Print out the records that follow, exactly and completely.

<<<<

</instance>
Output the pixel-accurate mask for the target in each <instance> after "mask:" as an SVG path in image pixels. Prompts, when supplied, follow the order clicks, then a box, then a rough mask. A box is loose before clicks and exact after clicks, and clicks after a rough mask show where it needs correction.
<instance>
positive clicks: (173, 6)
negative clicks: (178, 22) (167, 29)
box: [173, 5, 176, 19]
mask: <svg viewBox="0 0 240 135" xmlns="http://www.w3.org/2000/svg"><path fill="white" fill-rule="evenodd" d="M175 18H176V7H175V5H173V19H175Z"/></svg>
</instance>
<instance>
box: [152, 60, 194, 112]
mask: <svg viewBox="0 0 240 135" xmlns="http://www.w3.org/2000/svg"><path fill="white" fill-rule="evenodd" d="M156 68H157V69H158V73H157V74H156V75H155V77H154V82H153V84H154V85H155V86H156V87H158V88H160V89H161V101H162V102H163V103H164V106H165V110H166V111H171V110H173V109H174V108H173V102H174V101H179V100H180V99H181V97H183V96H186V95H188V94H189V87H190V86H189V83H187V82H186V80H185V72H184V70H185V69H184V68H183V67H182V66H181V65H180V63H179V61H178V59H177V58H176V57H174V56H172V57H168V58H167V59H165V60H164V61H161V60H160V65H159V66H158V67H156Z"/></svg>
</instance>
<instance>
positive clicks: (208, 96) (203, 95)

>>>>

**Solution for this exercise**
</instance>
Output the pixel-accurate mask for the target in each <instance> after "mask:" as an SVG path in image pixels. Prompts, when supplied, follow the order clicks, then a box, then a rough mask. A box is loose before clicks and exact after clicks, and clicks after a rough mask show where it needs correction.
<instance>
positive clicks: (173, 6)
negative clicks: (178, 22) (167, 29)
box: [173, 5, 176, 19]
mask: <svg viewBox="0 0 240 135" xmlns="http://www.w3.org/2000/svg"><path fill="white" fill-rule="evenodd" d="M175 18H176V7H175V5H173V19H175Z"/></svg>
</instance>
<instance>
box: [152, 60, 194, 112]
mask: <svg viewBox="0 0 240 135" xmlns="http://www.w3.org/2000/svg"><path fill="white" fill-rule="evenodd" d="M156 68H157V69H158V73H157V74H156V75H155V77H154V82H153V84H154V85H155V86H156V87H158V88H160V89H161V101H162V102H163V103H164V106H165V110H166V111H171V110H173V109H174V108H173V102H174V101H179V100H180V99H181V97H183V96H186V95H188V94H189V87H190V86H189V83H187V82H186V80H185V72H184V70H185V69H184V68H183V67H182V66H181V65H180V63H179V61H178V59H177V58H176V57H174V56H172V57H168V58H167V59H165V60H164V61H161V60H160V65H159V66H158V67H156Z"/></svg>
</instance>
<instance>
positive clicks: (208, 96) (203, 95)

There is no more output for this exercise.